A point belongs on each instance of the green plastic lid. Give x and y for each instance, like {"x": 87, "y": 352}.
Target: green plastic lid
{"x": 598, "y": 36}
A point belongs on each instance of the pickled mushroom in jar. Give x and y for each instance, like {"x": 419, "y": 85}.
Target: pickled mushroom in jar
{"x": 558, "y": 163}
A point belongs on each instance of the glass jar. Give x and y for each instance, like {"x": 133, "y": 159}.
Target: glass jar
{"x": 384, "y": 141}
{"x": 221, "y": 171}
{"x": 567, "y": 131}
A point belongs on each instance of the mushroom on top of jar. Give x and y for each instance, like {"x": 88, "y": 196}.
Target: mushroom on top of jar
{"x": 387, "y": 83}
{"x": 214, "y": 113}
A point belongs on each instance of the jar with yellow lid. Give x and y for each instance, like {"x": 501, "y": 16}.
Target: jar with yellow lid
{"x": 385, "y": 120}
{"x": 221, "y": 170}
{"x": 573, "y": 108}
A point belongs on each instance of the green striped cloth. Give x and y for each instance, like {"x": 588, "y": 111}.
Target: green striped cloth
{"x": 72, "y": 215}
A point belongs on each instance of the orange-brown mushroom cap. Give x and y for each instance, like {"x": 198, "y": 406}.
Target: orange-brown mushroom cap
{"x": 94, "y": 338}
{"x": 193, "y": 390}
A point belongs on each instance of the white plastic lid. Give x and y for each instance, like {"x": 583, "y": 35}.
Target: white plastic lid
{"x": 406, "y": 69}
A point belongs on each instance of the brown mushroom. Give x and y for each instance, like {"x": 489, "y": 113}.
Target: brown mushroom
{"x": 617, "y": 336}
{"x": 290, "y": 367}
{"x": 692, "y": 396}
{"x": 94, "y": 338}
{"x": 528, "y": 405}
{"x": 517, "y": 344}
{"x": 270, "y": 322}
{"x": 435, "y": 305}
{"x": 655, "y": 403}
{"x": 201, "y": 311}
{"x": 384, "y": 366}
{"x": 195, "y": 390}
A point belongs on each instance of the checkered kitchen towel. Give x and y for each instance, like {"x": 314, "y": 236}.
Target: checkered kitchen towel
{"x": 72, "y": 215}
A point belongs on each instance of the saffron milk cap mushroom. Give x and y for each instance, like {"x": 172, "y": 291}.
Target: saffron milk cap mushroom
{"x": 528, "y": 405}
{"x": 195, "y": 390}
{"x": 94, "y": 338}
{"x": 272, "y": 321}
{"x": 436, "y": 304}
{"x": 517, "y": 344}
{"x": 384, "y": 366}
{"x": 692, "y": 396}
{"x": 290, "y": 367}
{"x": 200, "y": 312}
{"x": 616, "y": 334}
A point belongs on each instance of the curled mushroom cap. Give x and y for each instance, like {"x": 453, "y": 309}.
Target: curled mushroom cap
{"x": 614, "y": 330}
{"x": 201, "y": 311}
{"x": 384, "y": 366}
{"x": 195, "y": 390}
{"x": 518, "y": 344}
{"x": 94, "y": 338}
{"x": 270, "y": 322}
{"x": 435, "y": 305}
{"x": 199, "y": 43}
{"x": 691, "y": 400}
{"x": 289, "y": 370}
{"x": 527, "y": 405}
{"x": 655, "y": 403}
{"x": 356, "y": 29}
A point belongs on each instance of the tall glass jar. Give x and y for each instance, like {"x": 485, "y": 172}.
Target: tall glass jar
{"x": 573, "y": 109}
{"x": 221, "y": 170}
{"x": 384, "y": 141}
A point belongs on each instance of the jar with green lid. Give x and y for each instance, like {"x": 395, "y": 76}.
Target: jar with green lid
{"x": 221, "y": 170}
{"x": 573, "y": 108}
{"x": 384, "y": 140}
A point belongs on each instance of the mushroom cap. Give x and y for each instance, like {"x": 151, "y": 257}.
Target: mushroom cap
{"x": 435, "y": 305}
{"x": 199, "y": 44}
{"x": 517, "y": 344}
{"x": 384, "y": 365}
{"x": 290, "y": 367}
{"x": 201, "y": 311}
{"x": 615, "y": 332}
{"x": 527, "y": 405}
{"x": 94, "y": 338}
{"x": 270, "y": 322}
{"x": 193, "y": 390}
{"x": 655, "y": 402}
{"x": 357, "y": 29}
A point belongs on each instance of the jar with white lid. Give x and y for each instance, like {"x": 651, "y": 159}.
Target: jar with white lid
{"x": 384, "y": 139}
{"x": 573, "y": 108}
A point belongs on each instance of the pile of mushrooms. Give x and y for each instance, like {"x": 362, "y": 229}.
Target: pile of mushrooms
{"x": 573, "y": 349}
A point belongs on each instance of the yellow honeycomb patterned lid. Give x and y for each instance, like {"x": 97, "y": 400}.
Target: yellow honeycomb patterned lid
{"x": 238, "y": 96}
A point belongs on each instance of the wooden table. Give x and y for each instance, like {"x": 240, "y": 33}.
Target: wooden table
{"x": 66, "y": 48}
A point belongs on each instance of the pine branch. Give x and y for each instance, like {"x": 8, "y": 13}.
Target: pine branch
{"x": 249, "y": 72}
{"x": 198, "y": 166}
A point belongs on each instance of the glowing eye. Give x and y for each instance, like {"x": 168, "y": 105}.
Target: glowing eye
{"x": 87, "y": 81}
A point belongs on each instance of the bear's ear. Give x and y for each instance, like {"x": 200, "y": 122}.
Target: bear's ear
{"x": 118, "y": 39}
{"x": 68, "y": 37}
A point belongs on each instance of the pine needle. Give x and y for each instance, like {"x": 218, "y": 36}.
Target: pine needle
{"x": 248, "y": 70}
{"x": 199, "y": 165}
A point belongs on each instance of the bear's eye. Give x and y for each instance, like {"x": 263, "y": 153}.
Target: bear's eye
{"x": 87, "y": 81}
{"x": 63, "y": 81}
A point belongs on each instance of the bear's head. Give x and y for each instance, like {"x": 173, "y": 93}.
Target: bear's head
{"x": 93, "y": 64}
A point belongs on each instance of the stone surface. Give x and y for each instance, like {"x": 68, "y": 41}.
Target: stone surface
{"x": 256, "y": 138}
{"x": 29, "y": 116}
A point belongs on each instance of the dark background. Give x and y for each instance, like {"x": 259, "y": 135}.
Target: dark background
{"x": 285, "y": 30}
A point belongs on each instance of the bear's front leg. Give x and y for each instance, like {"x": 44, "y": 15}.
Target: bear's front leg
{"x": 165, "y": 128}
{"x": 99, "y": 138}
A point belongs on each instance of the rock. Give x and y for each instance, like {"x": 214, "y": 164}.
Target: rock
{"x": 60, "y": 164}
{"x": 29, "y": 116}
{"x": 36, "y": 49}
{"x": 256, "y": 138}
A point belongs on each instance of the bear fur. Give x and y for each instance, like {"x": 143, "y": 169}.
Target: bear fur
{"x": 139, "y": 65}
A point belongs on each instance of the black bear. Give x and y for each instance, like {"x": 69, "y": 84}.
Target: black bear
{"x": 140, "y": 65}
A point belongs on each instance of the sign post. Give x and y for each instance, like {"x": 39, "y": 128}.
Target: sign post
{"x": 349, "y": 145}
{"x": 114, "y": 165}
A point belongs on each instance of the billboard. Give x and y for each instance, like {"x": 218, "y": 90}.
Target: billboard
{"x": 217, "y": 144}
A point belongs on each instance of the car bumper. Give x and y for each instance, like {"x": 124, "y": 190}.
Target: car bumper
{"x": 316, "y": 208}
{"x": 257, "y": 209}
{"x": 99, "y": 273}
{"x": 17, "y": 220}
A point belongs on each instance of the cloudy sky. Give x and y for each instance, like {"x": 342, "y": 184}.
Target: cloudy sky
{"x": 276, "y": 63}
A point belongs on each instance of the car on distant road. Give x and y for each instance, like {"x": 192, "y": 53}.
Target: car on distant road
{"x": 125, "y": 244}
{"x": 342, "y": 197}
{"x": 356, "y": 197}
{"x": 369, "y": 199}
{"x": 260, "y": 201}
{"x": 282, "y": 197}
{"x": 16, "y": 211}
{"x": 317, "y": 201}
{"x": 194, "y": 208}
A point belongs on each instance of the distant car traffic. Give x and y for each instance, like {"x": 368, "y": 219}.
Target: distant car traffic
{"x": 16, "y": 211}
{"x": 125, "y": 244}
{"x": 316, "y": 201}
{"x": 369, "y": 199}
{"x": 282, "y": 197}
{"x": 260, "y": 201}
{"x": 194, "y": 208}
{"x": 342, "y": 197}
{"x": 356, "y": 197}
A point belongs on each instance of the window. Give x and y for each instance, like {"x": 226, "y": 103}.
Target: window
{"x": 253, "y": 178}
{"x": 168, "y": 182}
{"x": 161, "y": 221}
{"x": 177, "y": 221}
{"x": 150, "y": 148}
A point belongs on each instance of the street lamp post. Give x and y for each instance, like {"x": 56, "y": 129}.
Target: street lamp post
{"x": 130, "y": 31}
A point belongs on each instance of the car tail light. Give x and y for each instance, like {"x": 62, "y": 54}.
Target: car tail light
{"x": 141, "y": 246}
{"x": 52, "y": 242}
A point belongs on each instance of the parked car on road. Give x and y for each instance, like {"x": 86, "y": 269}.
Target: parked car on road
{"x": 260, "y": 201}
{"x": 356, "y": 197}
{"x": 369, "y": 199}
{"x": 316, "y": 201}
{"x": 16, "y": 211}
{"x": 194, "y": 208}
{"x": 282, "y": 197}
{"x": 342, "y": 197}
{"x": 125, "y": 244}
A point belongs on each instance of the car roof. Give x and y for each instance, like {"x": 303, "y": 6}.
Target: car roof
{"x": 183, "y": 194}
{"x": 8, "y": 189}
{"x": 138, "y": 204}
···
Retype exactly the lines of the data above, starting at its first line and finishing with the line that has "A point belongs on each instance of the mushroom on" in it.

● RESPONSE AREA:
A point belongs on each instance of the green plastic lid. Give x and y for each instance, like {"x": 87, "y": 352}.
Target: green plastic lid
{"x": 598, "y": 36}
A point belongs on each instance of the pickled mushroom in jar. Give x and y for each instance, like {"x": 419, "y": 85}.
Target: pickled mushroom in jar
{"x": 558, "y": 163}
A point belongs on each instance of the glass jar. Give x and y for each instance, like {"x": 133, "y": 159}.
Target: glass jar
{"x": 384, "y": 141}
{"x": 221, "y": 171}
{"x": 567, "y": 131}
A point belongs on each instance of the mushroom on top of jar. Give x and y for each instance, like {"x": 88, "y": 196}.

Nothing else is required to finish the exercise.